● Entries from a data source
** BEGIN **

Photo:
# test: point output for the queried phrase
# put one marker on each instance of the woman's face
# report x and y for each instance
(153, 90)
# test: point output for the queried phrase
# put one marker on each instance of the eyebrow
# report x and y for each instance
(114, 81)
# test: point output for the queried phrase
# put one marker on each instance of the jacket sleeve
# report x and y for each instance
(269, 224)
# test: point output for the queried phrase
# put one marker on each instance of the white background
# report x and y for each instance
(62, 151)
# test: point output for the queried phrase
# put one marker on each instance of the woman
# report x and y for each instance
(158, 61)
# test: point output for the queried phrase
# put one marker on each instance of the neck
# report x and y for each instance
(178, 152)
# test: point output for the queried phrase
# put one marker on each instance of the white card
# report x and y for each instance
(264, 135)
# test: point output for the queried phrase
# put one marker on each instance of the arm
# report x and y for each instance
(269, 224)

** END **

● TASK DETAILS
Rewrite the data above, replacing every occurrence of "put one marker" with "place a single marker" and leaving everything else unchanged.

● SOLUTION TO THE PROBLEM
Photo:
# test: point output for the queried phrase
# place a single marker on each instance of the woman's face
# report x and y for each instance
(153, 90)
# test: point output for the queried phrase
# place a single marker on each instance of the eyebrow
# report x and y for each instance
(114, 81)
# test: point output for the queried phrase
# place a single marker on each instance of the jacket sleeve
# report x and y for each instance
(269, 224)
# test: point output for the queried phrase
# place a single marker on each instance of the white background
# report x and y for each instance
(62, 151)
# test: point output for the queried phrase
# place a single marker on each instance of the woman
# report x and y for each instance
(158, 61)
# test: point output for the queried phrase
# place a single marker on each instance of the neck
# report x and y for each instance
(178, 152)
# test: point output for the queried phrase
# place a single marker on each instance of the white card
# report x and y for each instance
(264, 135)
# test: point output for the queried phrase
# place a single marker on each instance of the arm
# report x and y for each instance
(269, 224)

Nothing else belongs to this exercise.